EXCERPT:
-- Start --

In particular, these modification techniques tend to produce
mechanical or "buzzy" sounding speech, especially, when the
difference between the required prosody and the recorded one is
large.
[0011] Thus, it would be desirable to be able to select a stored
unit that provides good prosody without modification or only with
minimal modification.
[0012] However, because of memory limitations, samples cannot be
stored for all of the possible prosodic contexts in which a speech
unit may be used. Instead, a limited set of samples must be
selected for storage. Because of this, the performance of a system
that uses stored samples with limited prosody modification is
dependent on what samples are stored.
[0013] US patent application publication No. 2004/0148171, assigned
to Microsoft, suggests dealing with this problem by recording a
very large corpus, for instance, a corpus containing about 97
million Chinese Characters, and selecting from this corpus a
limited set of sentences, identified to include the most necessary
`context vectors`. Only speech samples from the selected units are
stored.
[0014] U.S. Pat. No. 6,829,581 discloses synthesizing speech by a
synthesizer based on prosody prediction rules, and then asking a
reader to imitate the synthesized speech. The reader is asked to
preserve the nuance of the utterance as spoken by the synthesizer
and to follow the location of the peaks and dips in the intonation
while trying to still sound natural. The speaker sees the text of
the sentence, hears it synthesized two to three times, and records
it. Speech segments taken from speech recorded in this way are
concatentated to synthesize speech of other sentences. The method
is described in the patent as circumventing the need to concatenate
dissimilar speech units to each other.
[0015] U.S. Pat. No. 5,915,237 discloses a speech encoding system
for encoding a digitized speech signal into a standard digital
format, such as MIDI.
[0016] US Patent Application Publication No. 2006/0069567 describe
TTS systems based on voice-files, comprising speech samples taken
from words spoken by a particular speaker. In one example, the
speaker reads the words from a pronunciation dictionary.

-- End --

EXTRACTED DATA:
-- Start --

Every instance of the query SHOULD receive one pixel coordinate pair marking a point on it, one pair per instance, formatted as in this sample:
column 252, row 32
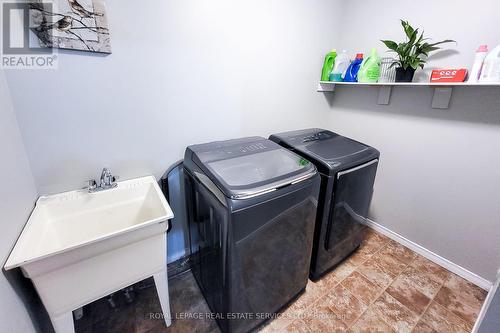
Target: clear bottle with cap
column 342, row 61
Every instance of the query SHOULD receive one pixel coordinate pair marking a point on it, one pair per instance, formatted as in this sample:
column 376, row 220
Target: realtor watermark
column 21, row 48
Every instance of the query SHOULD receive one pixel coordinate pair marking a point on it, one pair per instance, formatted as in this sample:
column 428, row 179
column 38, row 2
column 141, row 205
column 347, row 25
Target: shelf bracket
column 384, row 95
column 442, row 97
column 326, row 87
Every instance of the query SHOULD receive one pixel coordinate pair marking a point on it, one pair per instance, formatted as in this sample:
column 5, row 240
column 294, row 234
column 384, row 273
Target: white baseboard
column 452, row 267
column 486, row 304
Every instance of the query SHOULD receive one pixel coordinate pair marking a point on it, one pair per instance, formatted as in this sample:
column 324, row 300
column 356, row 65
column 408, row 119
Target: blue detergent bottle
column 351, row 74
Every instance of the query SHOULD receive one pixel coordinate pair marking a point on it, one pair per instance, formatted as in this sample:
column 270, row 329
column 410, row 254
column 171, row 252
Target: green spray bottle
column 328, row 64
column 370, row 68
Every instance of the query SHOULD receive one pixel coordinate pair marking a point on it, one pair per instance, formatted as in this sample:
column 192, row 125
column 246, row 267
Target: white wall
column 17, row 196
column 439, row 173
column 181, row 72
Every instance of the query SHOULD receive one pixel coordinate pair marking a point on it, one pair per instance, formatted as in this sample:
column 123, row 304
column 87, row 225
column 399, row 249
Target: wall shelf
column 440, row 100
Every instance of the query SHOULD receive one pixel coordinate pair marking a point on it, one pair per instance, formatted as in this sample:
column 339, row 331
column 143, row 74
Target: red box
column 448, row 75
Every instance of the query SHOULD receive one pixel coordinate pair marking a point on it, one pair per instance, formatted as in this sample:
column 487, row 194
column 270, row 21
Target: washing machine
column 347, row 168
column 251, row 208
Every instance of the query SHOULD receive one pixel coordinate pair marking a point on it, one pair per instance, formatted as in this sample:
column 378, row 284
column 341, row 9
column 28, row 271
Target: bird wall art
column 71, row 24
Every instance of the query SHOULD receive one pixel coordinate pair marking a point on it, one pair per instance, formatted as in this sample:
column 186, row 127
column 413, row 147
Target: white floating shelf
column 442, row 91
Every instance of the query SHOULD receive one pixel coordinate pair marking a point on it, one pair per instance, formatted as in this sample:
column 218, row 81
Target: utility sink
column 79, row 246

-- End --

TASKS TO PERFORM:
a) Can you retype the passage of the speech synthesis text that opens with the words containing "[0011] Thus, it" and closes with "minimal modification."?
b) Can you carry the speech synthesis text forward from the point where it stops?

EXERCISE ANSWERS:
a)
[0011] Thus, it would be desirable to be able to select a stored
unit that provides good prosody without modification or only with
minimal modification.

b)
GLOSSARY
[0017] The following terms will be used throughout the description
and claims and should be understood in accordance with the
invention to mean as follows:
[0018] A speech segment--a sequence of phonemes comprising a
central phoneme pronounced by a human in a specific phonemic
context and with specific musical parameters. The number of
preceding phonemes is not necessarily equal to the number of the
following phonemes, so the central phoneme is not necessarily
exactly in the center of a speech segment. In an exemplary
embodiment of the invention, a speech segment has a central
phoneme, one half-phoneme preceding it and one half-phoneme
following it. Such speech segment is known in the art as a
triphone.
[0019] A speech sample--a recording of a speech segment, associated
with indicators that are indicative of the central phoneme, the
phonemic context in which it was spoken, and the musical parameters
characterizing the recorded pronunciation of the central
phoneme.
[0020] Phonemic context is the speech segment absent the central
phoneme. The phonemic context includes at least one half phoneme
preceding the central phoneme and at least one half phoneme
following the central phoneme.
[0021] Musical parameter of a central phoneme is defined by at
least two variables characterizing the pronunciation of the central
phoneme. Optionally, these parameters comprise two or more of a
pitch curve, pitch perception, duration and volume.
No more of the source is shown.